▶ **Records for processing**
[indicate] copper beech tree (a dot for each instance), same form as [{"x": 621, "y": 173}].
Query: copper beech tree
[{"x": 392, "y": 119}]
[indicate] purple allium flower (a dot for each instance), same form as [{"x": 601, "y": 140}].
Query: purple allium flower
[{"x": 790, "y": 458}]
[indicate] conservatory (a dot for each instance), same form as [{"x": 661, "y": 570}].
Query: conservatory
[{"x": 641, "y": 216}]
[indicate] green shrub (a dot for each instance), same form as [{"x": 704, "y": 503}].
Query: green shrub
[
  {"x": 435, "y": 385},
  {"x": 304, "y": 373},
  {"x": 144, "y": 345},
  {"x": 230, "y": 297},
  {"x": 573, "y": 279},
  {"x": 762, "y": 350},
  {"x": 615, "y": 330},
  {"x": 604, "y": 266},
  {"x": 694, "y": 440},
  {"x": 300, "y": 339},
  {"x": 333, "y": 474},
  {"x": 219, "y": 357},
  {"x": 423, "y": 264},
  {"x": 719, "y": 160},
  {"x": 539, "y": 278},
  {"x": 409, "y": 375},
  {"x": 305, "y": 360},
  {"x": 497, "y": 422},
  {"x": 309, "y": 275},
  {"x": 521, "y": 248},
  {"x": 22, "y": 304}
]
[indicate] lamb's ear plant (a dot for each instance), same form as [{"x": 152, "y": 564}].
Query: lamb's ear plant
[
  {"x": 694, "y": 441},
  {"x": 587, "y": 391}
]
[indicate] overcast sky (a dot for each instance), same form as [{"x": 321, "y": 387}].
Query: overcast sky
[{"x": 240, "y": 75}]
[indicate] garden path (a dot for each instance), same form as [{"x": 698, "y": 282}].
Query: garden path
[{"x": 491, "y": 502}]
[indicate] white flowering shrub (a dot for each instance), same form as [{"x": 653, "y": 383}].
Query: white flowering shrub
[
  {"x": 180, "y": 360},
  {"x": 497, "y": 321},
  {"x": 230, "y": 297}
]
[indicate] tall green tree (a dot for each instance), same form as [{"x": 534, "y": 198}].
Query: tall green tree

▶ **Required work**
Return, character for character, the data lines running from the line that contains "[indicate] garden path" through the last line of the data, both ends included.

▶ **Result**
[indicate] garden path (a dot for each instance), same form as [{"x": 698, "y": 282}].
Query: garden path
[{"x": 491, "y": 502}]
[indicate] white flowering shrub (a dot for each instance), same form as [{"x": 653, "y": 383}].
Query: white flowering shrub
[
  {"x": 180, "y": 360},
  {"x": 497, "y": 321},
  {"x": 230, "y": 297}
]
[indicate] tall green tree (a dot for each instance), same form as [{"x": 534, "y": 198}].
Query: tall green tree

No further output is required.